Reproduce the data below, substituting "evaluation sheet" for every occurrence of "benchmark card" and leaving all other text unchanged.

══ Input rows

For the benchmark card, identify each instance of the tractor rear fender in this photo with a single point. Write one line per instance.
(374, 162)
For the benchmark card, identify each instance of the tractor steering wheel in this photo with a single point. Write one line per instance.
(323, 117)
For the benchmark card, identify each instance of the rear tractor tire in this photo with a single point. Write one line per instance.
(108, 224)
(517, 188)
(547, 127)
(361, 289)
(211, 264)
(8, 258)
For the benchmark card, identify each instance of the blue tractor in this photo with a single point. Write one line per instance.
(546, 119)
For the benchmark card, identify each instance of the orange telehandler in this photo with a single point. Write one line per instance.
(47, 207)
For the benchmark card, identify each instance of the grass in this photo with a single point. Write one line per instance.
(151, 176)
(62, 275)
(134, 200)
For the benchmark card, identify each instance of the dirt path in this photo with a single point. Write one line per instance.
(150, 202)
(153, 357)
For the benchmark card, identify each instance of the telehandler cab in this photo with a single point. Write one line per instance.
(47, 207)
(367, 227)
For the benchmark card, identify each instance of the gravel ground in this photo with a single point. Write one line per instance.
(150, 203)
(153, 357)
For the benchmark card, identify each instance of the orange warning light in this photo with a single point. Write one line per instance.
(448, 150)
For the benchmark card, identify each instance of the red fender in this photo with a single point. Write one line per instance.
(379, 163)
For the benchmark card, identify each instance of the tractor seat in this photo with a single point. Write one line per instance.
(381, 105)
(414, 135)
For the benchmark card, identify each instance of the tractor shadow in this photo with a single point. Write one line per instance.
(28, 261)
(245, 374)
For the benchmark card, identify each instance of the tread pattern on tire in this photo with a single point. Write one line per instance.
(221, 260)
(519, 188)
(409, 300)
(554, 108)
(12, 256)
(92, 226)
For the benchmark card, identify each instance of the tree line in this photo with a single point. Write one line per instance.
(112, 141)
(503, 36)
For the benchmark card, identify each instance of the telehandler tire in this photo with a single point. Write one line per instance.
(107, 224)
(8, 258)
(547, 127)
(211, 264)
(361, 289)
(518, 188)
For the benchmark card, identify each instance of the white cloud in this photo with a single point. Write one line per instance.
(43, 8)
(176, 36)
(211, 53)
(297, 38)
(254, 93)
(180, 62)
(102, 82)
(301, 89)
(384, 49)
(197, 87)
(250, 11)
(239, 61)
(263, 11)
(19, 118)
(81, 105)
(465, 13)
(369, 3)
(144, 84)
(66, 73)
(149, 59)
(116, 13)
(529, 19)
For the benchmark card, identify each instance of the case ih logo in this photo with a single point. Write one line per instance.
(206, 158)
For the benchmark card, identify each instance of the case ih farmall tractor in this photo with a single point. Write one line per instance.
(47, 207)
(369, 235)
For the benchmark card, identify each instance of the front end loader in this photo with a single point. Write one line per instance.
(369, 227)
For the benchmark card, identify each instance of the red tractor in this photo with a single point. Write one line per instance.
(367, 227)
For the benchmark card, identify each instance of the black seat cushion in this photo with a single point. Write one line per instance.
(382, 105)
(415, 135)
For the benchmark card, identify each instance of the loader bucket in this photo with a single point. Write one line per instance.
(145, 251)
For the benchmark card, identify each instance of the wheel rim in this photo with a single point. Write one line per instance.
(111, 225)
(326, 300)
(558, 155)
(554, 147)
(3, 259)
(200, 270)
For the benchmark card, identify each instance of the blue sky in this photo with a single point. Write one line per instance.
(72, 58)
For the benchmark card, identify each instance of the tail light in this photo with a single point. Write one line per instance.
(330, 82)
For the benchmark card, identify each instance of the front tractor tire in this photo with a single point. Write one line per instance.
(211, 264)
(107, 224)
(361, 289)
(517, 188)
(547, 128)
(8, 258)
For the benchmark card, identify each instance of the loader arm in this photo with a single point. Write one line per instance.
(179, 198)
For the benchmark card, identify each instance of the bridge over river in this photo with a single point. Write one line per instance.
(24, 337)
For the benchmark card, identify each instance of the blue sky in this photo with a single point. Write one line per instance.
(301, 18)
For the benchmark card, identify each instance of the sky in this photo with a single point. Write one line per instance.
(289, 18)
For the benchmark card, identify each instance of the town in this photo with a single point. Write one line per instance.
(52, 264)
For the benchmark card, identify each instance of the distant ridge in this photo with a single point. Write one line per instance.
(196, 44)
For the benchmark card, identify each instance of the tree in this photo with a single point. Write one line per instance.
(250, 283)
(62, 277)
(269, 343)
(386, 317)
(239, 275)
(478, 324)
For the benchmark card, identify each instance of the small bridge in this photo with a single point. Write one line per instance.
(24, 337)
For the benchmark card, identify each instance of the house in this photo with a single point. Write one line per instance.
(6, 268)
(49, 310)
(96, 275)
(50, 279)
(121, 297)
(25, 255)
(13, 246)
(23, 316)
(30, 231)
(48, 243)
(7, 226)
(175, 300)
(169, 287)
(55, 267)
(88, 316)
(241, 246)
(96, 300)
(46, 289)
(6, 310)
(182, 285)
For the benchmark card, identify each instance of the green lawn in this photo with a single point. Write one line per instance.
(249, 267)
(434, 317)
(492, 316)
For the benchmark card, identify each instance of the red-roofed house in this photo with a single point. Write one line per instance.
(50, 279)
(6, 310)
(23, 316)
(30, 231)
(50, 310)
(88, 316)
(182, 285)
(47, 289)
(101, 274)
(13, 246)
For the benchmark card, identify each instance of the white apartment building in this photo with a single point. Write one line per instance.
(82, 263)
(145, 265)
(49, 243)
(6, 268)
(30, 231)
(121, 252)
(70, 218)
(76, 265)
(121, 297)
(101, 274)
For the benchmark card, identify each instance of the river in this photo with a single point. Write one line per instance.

════

◆ Result
For the evaluation sheet, identify each instance of the tractor rear fender in this photo with a single point. Write one line per instance.
(374, 162)
For the evaluation sheet, identify each instance of the tractor steering wheel in this photo with a single point. Write one line per instance.
(323, 117)
For the evaluation sheet, identify each instance of the rear tractor tire in this photo with a single point. Write one line per instance.
(108, 224)
(517, 188)
(547, 127)
(361, 289)
(211, 264)
(8, 258)
For the evaluation sheet, identify each instance of the blue tractor in this photo with a single point. Write one line per instance.
(546, 119)
For the evaluation sheet, identify each instance of the orange telehandler in this photo with a single point. Write one line per instance.
(47, 207)
For the evaluation sheet, identify each instance of the grass in this photo with a single point. Write one line per instance.
(151, 176)
(62, 275)
(134, 200)
For the evaluation sheet, identify each instance of the dirt path in this photo with a single point. Write one line per instance.
(150, 202)
(153, 357)
For the evaluation sheet, identify each instance of the telehandler cab in this photo with a single point. Write one line per instance.
(47, 207)
(367, 227)
For the evaluation sheet, identify each instance of the gravel ground in this photo with a single point. Write one line per instance.
(150, 203)
(153, 357)
For the evaluation sheet, identify each instance of the orange warning light in this photo with a single point. Write one line per instance.
(448, 150)
For the evaluation sheet, identify each instance of the red fender in this photo with a single point. Write one line per instance.
(379, 163)
For the evaluation sheet, identify each instance of the tractor seat in this photo with a single point. Write one line per instance.
(381, 105)
(414, 135)
For the evaluation sheet, identify each instance of the tractor shadow in this photo with a single point. Write one line per instance.
(28, 261)
(245, 374)
For the evaluation sheet, identify each instance of the tread pattern on tire in this photo with a single point. Write one line per instance.
(221, 260)
(519, 188)
(409, 300)
(554, 108)
(12, 256)
(92, 226)
For the evaluation sheet, identify each instance of the tree line in this photo with a single point. Write one line per instance.
(112, 141)
(503, 36)
For the evaluation sheet, identify each instance of the telehandler tire in this photo with a single point. Write one line per instance.
(107, 224)
(8, 258)
(547, 127)
(211, 264)
(361, 289)
(518, 188)
For the evaluation sheet, identify each instance of the white cloud in this photo with a single point. Write one line per instance.
(43, 8)
(176, 36)
(211, 53)
(297, 38)
(254, 93)
(180, 62)
(102, 82)
(301, 89)
(384, 49)
(197, 87)
(250, 11)
(239, 61)
(263, 11)
(19, 118)
(81, 105)
(465, 13)
(369, 3)
(144, 84)
(66, 73)
(149, 59)
(116, 13)
(529, 19)
For the evaluation sheet, identify each instance of the case ih logo in this photo with a single point. Write one line per instance.
(206, 158)
For the evaluation sheet, identify each instance of the case ih farmall tractor in this photo with a single point. Write one line per instance.
(47, 207)
(369, 235)
For the evaluation sheet, identify each instance of the front end loader in this photo with a single point. Write one line per instance.
(369, 227)
For the evaluation sheet, identify each instance of the red tractor in this photo with a single point. Write one line per instance.
(367, 227)
For the evaluation sheet, identify each instance of the black seat cushion in this photo with a single point. Write one line per instance.
(382, 105)
(415, 135)
For the evaluation sheet, identify each instance of the loader bucket in this photo with a single point. Write one line per instance.
(145, 251)
For the evaluation sheet, identify each instance of the wheel rim in this photo with a single point. Write one line per instance.
(111, 225)
(326, 300)
(558, 155)
(554, 147)
(3, 259)
(200, 270)
For the evaluation sheet, identify each instance of the blue sky in this photo with a single point. Write one line per instance.
(72, 58)
For the evaluation sheet, identify each instance of the tail light in this photo with a single point. Write one line per instance.
(330, 82)
For the evaluation sheet, identify each instance of the front tractor tire in this photo with a single point. Write one line per instance.
(211, 264)
(107, 224)
(361, 289)
(517, 188)
(547, 128)
(8, 258)
For the evaluation sheet, identify each instance of the loader arm in this photo with a single point. Write one line per instance.
(179, 198)
For the evaluation sheet, identify each instance of the bridge over river in this photo with a single point. Write one line per instance.
(24, 337)
For the evaluation sheet, identify each instance of the blue sky in this photo with a single point. Write one line per instance.
(301, 18)
For the evaluation sheet, identify each instance of the sky in this photo with a single point. Write one line per instance.
(289, 18)
For the evaluation sheet, identify each instance of the town in this photo with a single point. Write one line per instance.
(52, 264)
For the evaluation sheet, identify each instance of the distant ridge in this photo with a single point. Write one line per instance.
(196, 44)
For the evaluation sheet, identify each instance of the tree in this photo with a single point. Write one line per instance.
(250, 283)
(62, 277)
(269, 343)
(386, 317)
(239, 275)
(478, 324)
For the evaluation sheet, identify each instance of the small bridge in this photo with a single point. Write one line per instance.
(24, 337)
For the evaluation sheet, identify each instance of the house in this photo with a single point. Write one line per instance.
(6, 268)
(49, 310)
(96, 275)
(50, 279)
(121, 297)
(25, 255)
(13, 246)
(23, 316)
(30, 231)
(48, 243)
(7, 226)
(175, 300)
(169, 287)
(55, 267)
(88, 316)
(241, 246)
(96, 300)
(46, 289)
(6, 310)
(182, 285)
For the evaluation sheet, identify each instance of the green lawn in this photo with a single point. Write one line per instance.
(249, 267)
(434, 317)
(492, 316)
For the evaluation sheet, identify each instance of the red-roofed house in this photo with a single point. Write one line per instance.
(50, 279)
(6, 310)
(23, 316)
(30, 231)
(50, 310)
(88, 316)
(182, 285)
(47, 289)
(101, 274)
(13, 246)
For the evaluation sheet, identify each instance of the white apartment building in this photo with a single point. Write one line per instance.
(82, 263)
(145, 265)
(49, 243)
(6, 268)
(30, 231)
(121, 252)
(70, 218)
(76, 265)
(121, 297)
(101, 274)
For the evaluation sheet, identify each instance of the river in this photo with a single point. Write one line per instance.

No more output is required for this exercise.